> _GOAL OF THE EXERCISE_
Can you copy the social housing passage below word for word, beginning at the words "Throw in Housing" and stopping after "worse economic turmoil."?

** Start EXCERPT TO READ **

The latest indications on what government grant will be available point clearly to a policy that is about fiddling at the edges of market intervention on build for sale and is not about increasing social housing supply. Indeed, as the details emerge on the Right to Buy for Housing Associations and the money effectively being removed from Local Authorities another avenue for increased building is shut off.

So we have a situation at best where social housing rental supply will be at best static. It seems that supply will be met by using Pay to Stay to push people out into the private market and ‘free up’ units. Mmmmm, there are a few issues here that don’t quite make sense:

  • An already overheated private rental market and lack of affordable sale properties for those being pushed into leaving the social rented market
  • Brexit pushing properties off the market
  • HA’s risking more borrowing costs because effectively they cannot build the level of social housing they would like and therefore higher build costs = either less supply of new homes or inflated costs

Throw in Housing Benefit caps and (if ever) Universal credit and the numbers look less like adding up.

Maybe we need a bit more advanced economic modelling which really takes into account the benefit brought to the economy by workers accessing really affordable housing and what the impact on our economy of the multiple squeeze on this group will be.

One other important point made by CIH and NHF, in the last recession virtually the only significant building was of social housing which saved us from even worse economic turmoil.

** End EXCERPT TO READ **
** Start GIVEN INFORMATION **

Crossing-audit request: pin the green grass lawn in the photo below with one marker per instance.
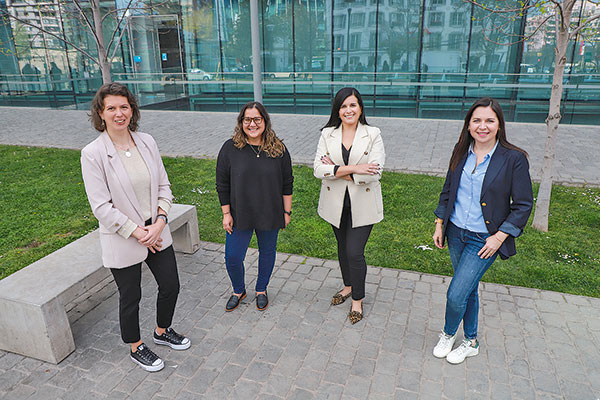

** End GIVEN INFORMATION **

> _ANSWER FOR THIS EXERCISE_
Throw in Housing Benefit caps and (if ever) Universal credit and the numbers look less like adding up.

Maybe we need a bit more advanced economic modelling which really takes into account the benefit brought to the economy by workers accessing really affordable housing and what the impact on our economy of the multiple squeeze on this group will be.

One other important point made by CIH and NHF, in the last recession virtually the only significant building was of social housing which saved us from even worse economic turmoil.